_GOAL_
Carry on the passage about Herța's life and politics in Kishinev, picking up right after its last sentence.
───── PASSAGE TO READ ─────
At Kishinev, Herța bought himself the Balș Orphanage on Alexandrovskaya Avenue, demolished it in 1903, and had it rebuilt as a Baroque Revival villa by 1905. It was designed by a team of architects that included Heinrich Lonski of Austria-Hungary, and was considered one of Kishinev's most beautiful buildings, as well as a center for functions involving high society. Herța had a political role in the Russian Revolution of 1905, as it unfolded regionally. In October, his new home became an informal headquarters for the liberal faction of the Kishinev zemstvo, which soon became a chapter of the Constitutional Democratic Party. As a member of that group, Mayor Leopold Siținski made a half-joking proposal that Herța be proclaimed a Hospodar, or Prince, over the entirety of Bessarabia. Herța encouraged the growth of a progressive movement, giving his blessing to the appearance of Ion Pelivan's Romanian-language paper, called Basarabia. Ahead of the legislative elections in March 1906, Bessarabia's intellectuals split into factions. The radicalized youth, which cultivated Romanian nationalism and democratic ideals, recognized Pelivan as its informal leader. The conservative group, formed around Pavel Dicescu, supported education in Romanian, but was skeptical of other nationalist goals; its affiliates included Herța, Paul Gore, and Teodor Suruceanu. Their failure to embrace a common agenda hurt their chances in the election, and as a result all Bessarabian seats in the State Duma went to Russians and Russophiles.
───── ENTRIES PROVIDED ─────
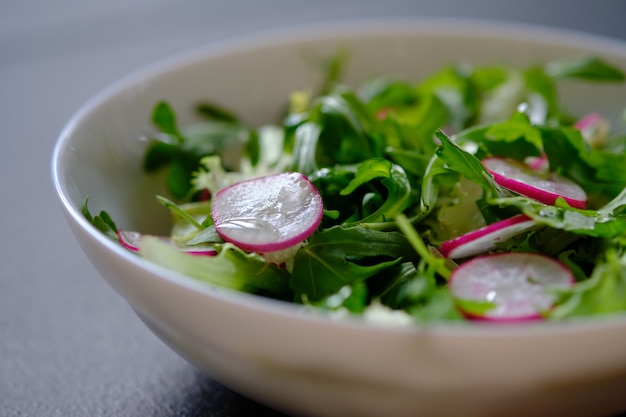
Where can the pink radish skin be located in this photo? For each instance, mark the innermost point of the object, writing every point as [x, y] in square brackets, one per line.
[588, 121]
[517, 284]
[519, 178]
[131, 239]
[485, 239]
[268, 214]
─────
───── ENTRIES PROVIDED ─────
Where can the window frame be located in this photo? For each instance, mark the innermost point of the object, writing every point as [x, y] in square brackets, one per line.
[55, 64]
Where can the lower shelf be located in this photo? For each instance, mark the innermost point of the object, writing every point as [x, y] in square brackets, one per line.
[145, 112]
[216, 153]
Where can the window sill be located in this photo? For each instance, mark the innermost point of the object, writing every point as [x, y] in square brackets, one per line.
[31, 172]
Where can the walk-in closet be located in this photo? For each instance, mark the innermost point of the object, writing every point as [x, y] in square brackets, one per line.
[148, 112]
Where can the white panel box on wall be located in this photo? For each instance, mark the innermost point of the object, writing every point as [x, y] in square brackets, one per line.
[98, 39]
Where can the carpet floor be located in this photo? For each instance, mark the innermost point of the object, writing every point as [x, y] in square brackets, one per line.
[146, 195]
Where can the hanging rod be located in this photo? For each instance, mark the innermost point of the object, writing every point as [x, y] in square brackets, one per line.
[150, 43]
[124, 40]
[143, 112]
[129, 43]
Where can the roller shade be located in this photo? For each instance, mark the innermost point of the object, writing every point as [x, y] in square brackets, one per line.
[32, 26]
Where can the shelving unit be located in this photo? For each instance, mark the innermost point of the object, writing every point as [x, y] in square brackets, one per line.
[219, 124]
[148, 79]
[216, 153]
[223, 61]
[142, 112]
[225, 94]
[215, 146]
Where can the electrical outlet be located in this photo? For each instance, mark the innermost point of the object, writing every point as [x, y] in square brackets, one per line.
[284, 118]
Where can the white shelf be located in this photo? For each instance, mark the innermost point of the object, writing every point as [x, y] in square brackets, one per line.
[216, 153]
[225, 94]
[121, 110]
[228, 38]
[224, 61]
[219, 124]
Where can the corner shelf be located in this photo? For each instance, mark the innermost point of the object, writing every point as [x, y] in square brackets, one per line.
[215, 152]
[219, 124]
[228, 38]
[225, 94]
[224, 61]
─────
───── ENTRIES PROVIDED ─────
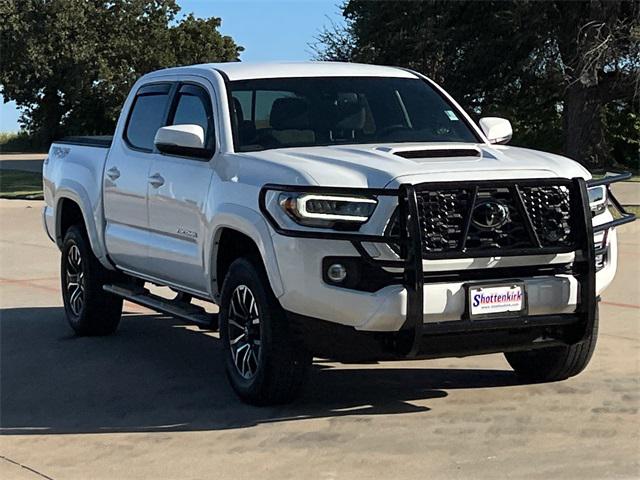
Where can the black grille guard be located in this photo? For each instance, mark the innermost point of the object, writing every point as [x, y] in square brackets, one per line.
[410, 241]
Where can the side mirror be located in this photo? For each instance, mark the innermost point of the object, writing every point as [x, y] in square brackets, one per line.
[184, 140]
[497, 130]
─────
_REPLY TO THE TASK_
In 1907, the Herța villa was briefly requisitioned by the Volhynian Life Guards Regiment, and was then leased to the Modern Theater. The "baron" was still based in Romania, where he also took his mother, Porfira. She died in Iași in December 1908, whereupon her remains were transported for interment in Bessarabia. In late 1910, Herța made one of his return trips to Kishinev; his train was stopped at Ungheni by the Special Corps of Gendarmes, who searched all the luggage and confiscated various books. By November 1911, he had moved to the Romanian capital, Bucharest. As a parting gift, he and Natalia donated to the charity led by Maria Hinna, which provided warm meals for Iași's underclass. Hinna later received his home in Iași, which she put up for public auction in December 1913.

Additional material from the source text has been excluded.